■ **RECORD SET**
┄┄┄┄┄┄

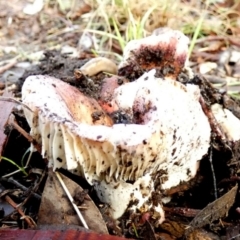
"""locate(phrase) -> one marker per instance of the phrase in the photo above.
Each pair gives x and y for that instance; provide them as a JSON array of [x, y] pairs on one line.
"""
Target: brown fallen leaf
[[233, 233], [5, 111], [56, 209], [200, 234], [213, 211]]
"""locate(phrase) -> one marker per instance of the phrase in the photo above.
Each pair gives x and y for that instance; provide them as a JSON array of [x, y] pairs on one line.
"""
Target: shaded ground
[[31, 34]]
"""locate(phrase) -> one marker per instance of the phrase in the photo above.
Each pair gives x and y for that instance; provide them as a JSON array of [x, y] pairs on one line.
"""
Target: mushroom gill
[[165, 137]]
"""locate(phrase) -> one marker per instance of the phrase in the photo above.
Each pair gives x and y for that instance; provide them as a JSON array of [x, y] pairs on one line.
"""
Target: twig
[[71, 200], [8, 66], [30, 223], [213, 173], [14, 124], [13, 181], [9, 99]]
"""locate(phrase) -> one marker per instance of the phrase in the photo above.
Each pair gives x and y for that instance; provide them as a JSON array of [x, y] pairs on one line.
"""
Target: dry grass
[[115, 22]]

┄┄┄┄┄┄

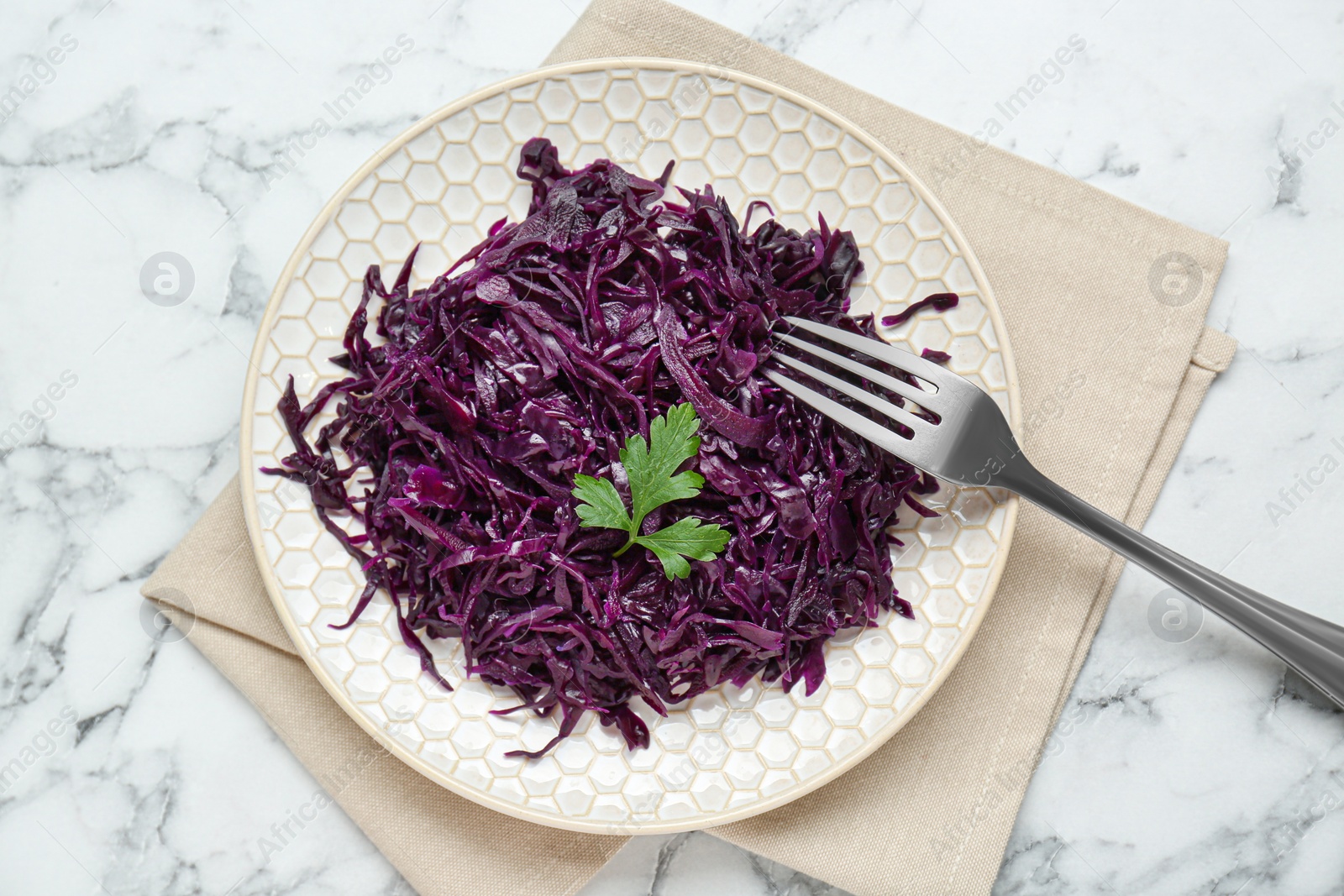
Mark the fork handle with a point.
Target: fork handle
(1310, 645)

┄┄┄┄┄┄

■ **PROBLEM TO SOLVE**
Can you quote everything from the line containing "Mark the fork handle with a point." down to the line containing "(1310, 645)", both lines included, word for word?

■ **CORRECT RESPONSE**
Mark the fork handle with a point.
Target: fork handle
(1310, 645)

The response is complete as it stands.